◆ PROBLEM DETAILS ◆
These entries must be printed again exactly as they are.

*** Opening of INFORMATION GIVEN ***

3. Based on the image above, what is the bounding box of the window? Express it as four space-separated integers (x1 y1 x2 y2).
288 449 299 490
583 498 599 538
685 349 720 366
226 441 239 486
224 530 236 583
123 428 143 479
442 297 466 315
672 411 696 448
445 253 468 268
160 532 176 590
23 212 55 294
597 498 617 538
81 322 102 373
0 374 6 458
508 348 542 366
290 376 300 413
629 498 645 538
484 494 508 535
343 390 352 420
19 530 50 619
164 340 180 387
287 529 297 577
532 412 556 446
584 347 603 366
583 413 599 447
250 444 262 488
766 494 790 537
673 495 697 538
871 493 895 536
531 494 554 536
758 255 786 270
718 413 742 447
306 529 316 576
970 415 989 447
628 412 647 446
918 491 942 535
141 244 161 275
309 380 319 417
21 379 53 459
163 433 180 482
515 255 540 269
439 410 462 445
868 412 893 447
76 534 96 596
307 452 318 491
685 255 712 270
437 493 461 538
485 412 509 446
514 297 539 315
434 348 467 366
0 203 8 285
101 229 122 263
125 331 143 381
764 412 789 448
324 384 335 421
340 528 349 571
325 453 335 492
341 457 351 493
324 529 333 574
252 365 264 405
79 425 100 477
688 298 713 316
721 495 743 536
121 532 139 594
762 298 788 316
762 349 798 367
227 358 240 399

*** Close of INFORMATION GIVEN ***

◆ WRITTEN ANSWER ◆
3. Based on the image above, what is the bounding box of the window? Express it as four space-separated integers (x1 y1 x2 y2).
288 449 299 490
583 498 599 538
685 349 720 366
226 441 239 486
224 530 236 583
123 428 143 479
442 297 466 315
672 411 696 448
445 253 468 268
160 532 176 590
23 212 55 294
597 498 617 538
81 322 102 373
0 374 6 458
508 348 542 366
290 376 300 413
629 498 645 538
484 494 508 535
343 390 352 420
19 530 50 619
164 340 180 387
287 529 297 577
532 412 556 446
584 347 603 366
583 413 599 447
250 444 262 488
766 494 790 537
673 495 697 538
871 493 895 536
531 494 554 536
758 255 786 270
718 413 742 447
306 529 316 576
970 415 989 447
628 412 647 446
918 491 942 535
141 244 161 275
309 380 319 417
21 379 53 459
163 433 180 482
515 255 540 269
439 410 462 445
868 412 893 447
76 534 96 596
307 452 318 491
685 255 712 270
437 493 461 538
485 412 509 446
514 297 539 315
434 348 467 366
0 203 8 285
101 229 122 263
125 331 143 381
764 412 789 448
324 384 335 421
340 528 349 571
325 453 335 492
341 457 351 493
324 529 333 574
252 365 264 405
79 425 100 477
688 298 713 316
721 495 743 536
121 532 139 594
762 298 788 316
762 349 798 367
227 358 240 399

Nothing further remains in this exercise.